▶ [Reading passage]
(begin)
# 905 help



## rektech (Jun 19, 2012)

I got the 905 update like every one else I’m running a rooted stock 902 Rom and i have it rooted with forever root and i have cheesecake installed. at first i get the notification to download and install 905 so i download and install then it installs and gets about 1/4 of the way on the progress back then stops and reboots and says failed to install update. i tried using cheesecake and it does the same thing when i change server i started getting "system update" is not available with out a Motorola service account. would you like to setup an account now? then if i hit setup it tries to connect but fails and prompts me to setup a wifi connection. but I’m already on a wifi connection. I’ve tried changing servers i i get this message every time. I’ve restarted me phone many times. At one point i found a post on a site that said to pick a server with 100 in it so i did that and was able to get the download and install prompt again but it would still fail at about 1/4 progress. so i though it might because i was rooted so i unrooted using root keeper but i could not use cheesecake so i tried the normal system update but then it said the update service was not available and to try again later. i re rooted my phone and tried cheesecake and got that same message i tried hitting the click to ctreate proper file in cheesecake and then i started getting the setup Motorola account message again. when i did the upgrade to 902 months back i had this same type of trouble but was able to find and download the 902 install and did it manually but i can't find a stock 905 download. but I’ve also never been able to use cheesecake at all can some one help were can i find and 905 i can download and install. and what am i doing wrong that cheesecake is not working right


----------



## whodat70003 (Oct 29, 2011)
(end)
▶ [Exercise brief]
Name every app or tool the poster in the 905 forum thread above says they used on their phone.

▶ [Entries provided]
(begin)
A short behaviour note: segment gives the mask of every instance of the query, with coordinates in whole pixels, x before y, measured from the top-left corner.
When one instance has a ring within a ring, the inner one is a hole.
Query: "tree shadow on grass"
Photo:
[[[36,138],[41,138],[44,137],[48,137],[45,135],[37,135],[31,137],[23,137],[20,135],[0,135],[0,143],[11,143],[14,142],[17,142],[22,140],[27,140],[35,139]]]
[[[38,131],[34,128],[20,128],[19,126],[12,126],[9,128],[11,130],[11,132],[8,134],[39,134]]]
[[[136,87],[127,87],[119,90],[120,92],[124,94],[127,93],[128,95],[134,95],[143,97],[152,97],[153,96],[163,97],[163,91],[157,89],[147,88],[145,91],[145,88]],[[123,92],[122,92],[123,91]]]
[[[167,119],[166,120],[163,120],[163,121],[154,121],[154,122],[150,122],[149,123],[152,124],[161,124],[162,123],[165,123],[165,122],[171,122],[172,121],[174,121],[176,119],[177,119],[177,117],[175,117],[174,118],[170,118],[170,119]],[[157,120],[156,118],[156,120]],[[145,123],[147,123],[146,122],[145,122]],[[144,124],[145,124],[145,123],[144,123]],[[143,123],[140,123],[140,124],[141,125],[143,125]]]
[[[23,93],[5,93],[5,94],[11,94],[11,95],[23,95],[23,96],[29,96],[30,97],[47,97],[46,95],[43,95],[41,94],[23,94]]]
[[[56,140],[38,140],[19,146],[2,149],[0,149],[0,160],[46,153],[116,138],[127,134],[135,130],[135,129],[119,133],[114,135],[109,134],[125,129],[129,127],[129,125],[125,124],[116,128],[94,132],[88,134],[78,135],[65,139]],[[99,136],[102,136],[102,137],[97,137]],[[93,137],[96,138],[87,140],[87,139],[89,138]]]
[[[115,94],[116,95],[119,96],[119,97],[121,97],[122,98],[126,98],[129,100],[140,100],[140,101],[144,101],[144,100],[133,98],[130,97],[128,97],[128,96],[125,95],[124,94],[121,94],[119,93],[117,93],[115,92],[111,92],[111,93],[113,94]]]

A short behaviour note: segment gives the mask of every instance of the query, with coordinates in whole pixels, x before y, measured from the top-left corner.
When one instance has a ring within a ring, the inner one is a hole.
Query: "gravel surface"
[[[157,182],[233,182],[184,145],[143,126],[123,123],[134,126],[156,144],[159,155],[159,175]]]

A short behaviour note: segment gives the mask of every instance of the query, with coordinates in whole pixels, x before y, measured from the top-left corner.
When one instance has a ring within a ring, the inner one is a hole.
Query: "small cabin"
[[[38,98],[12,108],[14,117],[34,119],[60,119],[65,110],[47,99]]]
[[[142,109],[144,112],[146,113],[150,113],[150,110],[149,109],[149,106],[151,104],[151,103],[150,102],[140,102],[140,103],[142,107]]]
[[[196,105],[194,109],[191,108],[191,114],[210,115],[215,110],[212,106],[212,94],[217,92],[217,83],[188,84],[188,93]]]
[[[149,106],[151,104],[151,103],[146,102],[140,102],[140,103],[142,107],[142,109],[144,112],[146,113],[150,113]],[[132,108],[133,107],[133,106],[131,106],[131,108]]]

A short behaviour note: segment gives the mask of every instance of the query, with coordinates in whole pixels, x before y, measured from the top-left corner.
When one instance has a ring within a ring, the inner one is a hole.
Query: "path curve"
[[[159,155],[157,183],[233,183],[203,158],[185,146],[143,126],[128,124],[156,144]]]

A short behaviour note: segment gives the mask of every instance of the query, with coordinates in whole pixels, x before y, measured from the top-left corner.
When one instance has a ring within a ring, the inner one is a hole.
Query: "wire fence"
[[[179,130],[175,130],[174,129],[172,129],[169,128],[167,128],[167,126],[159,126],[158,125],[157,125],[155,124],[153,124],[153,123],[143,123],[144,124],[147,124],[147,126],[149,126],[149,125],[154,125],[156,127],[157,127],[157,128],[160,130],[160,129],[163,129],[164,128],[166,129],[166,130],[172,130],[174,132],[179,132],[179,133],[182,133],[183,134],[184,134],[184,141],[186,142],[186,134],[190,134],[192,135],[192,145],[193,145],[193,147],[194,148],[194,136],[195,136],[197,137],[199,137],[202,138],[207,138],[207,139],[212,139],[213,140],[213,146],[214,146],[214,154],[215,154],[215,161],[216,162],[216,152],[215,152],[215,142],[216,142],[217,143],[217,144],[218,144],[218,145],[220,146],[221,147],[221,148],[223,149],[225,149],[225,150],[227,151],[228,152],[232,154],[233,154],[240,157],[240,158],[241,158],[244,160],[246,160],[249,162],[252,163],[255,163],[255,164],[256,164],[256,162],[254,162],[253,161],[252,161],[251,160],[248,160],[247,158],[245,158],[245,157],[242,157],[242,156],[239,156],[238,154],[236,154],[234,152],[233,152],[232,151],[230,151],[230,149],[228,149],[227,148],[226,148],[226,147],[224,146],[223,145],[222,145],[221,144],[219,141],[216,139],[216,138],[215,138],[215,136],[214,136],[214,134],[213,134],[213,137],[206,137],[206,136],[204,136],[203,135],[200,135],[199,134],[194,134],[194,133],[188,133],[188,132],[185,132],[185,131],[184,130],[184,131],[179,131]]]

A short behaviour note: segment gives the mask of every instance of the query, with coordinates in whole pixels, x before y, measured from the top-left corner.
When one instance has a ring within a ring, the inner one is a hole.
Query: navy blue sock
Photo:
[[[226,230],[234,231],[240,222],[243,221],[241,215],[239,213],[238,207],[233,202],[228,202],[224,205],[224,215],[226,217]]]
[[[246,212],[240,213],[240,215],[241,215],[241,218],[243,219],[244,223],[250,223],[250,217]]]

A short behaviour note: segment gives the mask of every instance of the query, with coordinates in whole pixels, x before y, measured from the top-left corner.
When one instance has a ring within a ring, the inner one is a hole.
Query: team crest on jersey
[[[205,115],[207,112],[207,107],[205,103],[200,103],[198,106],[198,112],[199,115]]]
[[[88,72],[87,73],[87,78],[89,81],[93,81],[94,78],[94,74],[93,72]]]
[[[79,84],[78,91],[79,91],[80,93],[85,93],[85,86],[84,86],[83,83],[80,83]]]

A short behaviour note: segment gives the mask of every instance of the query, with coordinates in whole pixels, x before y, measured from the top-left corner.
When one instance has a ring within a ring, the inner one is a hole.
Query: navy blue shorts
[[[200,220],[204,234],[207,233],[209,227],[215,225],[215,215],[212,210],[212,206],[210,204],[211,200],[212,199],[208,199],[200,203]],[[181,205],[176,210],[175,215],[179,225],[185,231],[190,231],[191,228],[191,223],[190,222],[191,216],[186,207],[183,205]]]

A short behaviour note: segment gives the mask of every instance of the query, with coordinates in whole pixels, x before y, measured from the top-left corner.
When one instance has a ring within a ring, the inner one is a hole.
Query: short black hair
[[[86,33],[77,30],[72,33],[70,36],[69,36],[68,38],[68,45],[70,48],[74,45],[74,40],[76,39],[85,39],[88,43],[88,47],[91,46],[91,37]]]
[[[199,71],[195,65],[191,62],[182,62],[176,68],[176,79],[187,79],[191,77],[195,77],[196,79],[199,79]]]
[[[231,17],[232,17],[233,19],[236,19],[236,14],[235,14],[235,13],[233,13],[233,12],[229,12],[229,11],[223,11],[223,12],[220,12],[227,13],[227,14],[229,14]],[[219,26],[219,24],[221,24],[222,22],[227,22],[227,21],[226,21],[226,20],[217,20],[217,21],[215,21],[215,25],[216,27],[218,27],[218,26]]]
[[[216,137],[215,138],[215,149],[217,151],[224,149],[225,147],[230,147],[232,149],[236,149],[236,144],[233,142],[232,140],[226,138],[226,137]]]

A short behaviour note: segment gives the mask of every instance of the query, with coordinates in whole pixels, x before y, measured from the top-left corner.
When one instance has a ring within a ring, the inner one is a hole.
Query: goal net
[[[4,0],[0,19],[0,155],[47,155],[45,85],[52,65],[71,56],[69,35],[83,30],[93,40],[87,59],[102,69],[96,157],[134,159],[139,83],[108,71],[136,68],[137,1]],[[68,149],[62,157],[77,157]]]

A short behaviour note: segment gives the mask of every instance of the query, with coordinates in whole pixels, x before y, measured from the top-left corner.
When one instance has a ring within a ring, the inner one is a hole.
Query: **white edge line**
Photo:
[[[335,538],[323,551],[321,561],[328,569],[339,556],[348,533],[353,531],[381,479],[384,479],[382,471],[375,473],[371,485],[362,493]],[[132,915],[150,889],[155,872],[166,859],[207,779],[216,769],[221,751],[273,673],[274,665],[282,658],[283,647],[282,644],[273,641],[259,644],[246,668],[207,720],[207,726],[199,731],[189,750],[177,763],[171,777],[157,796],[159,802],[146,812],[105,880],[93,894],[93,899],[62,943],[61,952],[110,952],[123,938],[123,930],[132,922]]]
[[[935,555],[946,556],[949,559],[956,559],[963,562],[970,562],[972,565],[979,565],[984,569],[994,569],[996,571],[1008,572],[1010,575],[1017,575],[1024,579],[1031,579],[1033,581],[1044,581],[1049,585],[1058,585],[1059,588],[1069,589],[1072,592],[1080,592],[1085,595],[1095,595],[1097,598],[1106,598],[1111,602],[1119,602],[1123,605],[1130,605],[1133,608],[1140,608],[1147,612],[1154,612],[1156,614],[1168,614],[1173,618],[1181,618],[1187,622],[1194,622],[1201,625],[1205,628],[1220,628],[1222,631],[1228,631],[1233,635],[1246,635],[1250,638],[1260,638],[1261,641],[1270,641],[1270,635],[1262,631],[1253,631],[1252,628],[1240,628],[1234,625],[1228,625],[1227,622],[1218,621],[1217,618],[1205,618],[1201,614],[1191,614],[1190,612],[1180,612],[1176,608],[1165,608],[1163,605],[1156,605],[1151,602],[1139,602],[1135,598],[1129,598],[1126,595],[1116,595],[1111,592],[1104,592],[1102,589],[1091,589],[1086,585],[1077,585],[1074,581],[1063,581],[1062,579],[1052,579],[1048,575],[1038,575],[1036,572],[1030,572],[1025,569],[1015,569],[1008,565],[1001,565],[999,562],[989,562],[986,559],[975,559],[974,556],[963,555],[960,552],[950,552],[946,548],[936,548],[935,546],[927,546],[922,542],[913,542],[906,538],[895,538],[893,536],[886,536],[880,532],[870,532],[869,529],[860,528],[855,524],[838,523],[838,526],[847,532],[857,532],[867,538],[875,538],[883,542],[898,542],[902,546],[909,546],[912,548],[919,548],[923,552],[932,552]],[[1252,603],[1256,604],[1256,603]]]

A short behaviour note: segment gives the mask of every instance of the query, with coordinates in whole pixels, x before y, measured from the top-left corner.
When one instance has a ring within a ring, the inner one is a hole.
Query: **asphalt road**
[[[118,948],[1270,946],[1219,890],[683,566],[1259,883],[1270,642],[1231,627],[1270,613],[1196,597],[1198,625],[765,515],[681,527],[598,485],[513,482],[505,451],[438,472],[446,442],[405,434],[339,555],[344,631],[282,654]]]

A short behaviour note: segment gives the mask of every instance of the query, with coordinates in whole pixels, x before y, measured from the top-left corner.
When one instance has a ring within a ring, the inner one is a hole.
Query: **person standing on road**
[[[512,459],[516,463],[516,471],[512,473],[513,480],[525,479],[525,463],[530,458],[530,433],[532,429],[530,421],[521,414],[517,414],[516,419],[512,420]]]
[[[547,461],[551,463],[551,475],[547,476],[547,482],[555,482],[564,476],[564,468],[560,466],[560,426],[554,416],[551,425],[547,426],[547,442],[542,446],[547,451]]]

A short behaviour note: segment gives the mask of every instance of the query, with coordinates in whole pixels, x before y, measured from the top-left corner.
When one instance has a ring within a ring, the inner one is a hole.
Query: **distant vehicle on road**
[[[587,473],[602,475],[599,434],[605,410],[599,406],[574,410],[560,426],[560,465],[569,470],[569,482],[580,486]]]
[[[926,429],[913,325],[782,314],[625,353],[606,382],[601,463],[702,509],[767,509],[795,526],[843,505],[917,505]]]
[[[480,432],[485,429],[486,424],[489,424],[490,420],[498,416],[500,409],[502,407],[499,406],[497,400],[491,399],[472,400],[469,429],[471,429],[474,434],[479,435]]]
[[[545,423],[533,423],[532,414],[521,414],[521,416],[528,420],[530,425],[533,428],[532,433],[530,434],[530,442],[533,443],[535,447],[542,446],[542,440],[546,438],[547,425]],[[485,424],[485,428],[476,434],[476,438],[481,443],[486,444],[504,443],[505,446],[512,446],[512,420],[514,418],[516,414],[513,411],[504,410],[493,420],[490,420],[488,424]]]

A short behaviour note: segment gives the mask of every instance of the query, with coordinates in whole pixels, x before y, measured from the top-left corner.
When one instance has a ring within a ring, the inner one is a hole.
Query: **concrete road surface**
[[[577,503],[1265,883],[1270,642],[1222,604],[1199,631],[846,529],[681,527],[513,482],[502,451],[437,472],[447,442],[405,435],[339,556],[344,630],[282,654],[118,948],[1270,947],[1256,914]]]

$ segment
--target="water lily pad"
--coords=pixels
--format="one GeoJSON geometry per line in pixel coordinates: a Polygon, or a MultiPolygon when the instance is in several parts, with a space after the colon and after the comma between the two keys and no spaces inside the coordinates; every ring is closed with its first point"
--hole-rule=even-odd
(end)
▶ [Task solution]
forever root, cheesecake, root keeper